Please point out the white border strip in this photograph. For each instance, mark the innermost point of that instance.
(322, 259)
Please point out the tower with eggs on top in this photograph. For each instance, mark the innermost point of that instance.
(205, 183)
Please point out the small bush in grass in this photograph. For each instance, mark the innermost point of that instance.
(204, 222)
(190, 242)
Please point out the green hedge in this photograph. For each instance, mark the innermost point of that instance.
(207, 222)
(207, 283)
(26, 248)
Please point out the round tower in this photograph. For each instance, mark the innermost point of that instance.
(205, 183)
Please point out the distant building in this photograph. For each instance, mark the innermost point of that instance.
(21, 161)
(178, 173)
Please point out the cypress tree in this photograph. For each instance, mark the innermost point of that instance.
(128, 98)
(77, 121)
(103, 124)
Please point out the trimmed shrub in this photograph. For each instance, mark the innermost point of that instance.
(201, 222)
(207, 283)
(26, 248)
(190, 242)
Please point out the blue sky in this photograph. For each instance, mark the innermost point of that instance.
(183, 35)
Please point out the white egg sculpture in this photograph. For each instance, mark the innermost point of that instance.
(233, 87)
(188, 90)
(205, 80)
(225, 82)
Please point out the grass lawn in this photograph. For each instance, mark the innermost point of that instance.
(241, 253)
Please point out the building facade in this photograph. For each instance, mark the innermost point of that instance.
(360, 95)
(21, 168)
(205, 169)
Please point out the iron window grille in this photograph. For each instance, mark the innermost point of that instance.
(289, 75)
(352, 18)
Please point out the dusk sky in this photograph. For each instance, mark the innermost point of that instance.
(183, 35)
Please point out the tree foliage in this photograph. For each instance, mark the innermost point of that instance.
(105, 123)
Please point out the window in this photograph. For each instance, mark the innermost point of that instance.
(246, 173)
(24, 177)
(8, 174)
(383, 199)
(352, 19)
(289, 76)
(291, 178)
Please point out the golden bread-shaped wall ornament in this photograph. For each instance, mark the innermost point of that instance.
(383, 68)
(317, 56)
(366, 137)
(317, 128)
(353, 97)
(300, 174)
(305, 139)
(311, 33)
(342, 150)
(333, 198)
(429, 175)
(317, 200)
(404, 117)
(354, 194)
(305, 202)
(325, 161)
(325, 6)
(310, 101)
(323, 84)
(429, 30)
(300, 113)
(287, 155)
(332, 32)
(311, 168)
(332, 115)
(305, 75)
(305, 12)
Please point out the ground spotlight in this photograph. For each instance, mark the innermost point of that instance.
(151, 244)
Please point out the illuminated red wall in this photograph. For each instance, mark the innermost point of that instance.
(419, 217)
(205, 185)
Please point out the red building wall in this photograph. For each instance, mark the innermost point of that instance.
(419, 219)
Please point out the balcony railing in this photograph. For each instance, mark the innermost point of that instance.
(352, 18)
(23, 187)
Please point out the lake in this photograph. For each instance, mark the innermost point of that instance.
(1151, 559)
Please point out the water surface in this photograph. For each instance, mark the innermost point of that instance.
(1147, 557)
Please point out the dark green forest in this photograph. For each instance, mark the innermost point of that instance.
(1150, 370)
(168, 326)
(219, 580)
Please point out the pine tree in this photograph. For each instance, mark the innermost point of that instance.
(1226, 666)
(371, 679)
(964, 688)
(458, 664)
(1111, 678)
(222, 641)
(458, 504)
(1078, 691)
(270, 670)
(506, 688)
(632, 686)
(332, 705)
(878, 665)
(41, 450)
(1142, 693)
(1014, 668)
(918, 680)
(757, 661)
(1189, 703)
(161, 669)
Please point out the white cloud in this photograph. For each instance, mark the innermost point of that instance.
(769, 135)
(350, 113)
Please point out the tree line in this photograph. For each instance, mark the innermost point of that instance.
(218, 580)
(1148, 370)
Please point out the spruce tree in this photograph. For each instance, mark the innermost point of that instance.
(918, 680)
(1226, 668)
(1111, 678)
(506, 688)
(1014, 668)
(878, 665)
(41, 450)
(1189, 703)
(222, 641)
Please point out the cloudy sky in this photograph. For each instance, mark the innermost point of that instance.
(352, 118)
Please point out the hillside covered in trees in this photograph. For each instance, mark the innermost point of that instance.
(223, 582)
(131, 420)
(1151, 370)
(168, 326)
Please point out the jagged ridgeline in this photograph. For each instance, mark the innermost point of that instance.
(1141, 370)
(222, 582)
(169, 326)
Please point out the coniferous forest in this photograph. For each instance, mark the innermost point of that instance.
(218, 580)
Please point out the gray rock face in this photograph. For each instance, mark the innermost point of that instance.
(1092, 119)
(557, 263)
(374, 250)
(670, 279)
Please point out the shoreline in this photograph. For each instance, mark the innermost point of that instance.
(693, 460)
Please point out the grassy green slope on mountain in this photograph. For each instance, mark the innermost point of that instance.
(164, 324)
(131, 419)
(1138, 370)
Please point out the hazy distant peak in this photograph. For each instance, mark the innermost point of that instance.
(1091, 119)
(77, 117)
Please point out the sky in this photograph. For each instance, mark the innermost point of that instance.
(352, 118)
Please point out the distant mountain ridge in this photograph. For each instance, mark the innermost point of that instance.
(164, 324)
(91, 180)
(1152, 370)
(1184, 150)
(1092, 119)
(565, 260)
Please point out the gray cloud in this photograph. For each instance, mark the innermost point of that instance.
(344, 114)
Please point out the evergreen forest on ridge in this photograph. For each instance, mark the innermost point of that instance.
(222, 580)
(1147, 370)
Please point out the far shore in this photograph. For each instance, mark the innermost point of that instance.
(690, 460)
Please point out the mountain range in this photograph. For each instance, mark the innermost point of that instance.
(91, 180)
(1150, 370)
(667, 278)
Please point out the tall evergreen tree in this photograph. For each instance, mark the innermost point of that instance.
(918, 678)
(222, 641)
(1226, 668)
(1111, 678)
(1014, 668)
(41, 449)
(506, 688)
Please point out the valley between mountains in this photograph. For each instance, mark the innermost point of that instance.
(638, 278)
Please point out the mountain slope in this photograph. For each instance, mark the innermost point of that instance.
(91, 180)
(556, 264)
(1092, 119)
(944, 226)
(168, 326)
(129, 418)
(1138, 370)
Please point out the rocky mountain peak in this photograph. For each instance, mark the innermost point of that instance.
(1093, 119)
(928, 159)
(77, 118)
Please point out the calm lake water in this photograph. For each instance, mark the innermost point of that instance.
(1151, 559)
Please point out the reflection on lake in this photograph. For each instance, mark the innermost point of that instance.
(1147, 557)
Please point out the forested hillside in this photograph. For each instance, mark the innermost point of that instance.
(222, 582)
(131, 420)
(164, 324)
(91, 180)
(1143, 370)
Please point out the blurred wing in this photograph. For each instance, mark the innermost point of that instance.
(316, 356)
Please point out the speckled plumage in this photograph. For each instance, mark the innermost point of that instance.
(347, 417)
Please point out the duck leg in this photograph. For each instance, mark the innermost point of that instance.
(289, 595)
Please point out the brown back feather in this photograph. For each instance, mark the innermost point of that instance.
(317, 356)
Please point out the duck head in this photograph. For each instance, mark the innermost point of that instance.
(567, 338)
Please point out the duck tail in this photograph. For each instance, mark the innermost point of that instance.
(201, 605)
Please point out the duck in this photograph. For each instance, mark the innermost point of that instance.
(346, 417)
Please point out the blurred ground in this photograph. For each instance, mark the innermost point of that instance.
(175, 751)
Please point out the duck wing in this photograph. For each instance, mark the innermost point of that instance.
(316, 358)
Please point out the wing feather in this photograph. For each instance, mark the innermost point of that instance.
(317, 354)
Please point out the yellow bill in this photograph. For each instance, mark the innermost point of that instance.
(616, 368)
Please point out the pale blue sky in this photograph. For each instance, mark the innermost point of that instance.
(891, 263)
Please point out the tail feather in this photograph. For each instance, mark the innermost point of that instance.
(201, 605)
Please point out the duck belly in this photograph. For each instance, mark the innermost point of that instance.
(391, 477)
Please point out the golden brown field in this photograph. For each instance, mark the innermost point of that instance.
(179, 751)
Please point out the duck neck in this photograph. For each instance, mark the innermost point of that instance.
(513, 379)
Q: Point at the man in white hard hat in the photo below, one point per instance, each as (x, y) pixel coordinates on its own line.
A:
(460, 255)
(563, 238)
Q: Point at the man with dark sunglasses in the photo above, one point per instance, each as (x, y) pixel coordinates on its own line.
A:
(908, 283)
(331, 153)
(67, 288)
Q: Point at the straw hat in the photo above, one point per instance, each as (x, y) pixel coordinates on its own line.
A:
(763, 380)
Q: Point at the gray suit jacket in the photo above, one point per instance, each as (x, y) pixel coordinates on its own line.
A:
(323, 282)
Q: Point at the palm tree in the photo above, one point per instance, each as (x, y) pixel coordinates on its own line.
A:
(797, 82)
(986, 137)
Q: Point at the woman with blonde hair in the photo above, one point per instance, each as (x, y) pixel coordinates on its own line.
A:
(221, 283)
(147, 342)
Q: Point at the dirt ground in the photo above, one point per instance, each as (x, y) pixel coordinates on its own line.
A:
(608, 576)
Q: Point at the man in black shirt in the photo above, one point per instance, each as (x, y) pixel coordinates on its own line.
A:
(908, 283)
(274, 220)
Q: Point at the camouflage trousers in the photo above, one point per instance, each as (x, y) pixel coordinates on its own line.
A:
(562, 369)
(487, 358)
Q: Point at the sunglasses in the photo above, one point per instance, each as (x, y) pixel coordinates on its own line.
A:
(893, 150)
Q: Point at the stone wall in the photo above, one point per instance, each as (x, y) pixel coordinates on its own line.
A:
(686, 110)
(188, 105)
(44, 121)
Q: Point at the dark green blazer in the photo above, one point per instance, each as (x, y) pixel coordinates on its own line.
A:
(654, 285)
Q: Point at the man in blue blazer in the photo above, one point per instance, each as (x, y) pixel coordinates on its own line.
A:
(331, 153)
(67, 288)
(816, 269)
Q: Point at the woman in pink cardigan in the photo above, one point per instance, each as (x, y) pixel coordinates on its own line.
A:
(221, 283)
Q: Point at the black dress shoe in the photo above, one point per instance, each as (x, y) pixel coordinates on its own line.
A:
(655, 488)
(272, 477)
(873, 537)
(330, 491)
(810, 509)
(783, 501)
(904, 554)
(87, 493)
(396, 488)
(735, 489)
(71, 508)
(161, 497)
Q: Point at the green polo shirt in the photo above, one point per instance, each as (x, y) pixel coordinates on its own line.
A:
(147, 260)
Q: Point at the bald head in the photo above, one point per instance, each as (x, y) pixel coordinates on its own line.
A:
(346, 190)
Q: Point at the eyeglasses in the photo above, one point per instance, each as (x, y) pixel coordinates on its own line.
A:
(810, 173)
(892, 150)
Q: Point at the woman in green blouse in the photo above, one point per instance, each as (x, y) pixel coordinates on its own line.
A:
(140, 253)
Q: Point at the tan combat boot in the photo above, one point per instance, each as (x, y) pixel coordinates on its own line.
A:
● ● ● ● ● ● ●
Your task - Report every line of the preceding listing where the string "shirt" occurs.

Exercise output -
Q: Point at the man in black shirt in the photo above, one point per instance, each as (x, y) pixel coordinates on its own line.
Q: Point at the green polo shirt in the photo above, one point per instance, each as (x, y) pixel coordinates on its own line.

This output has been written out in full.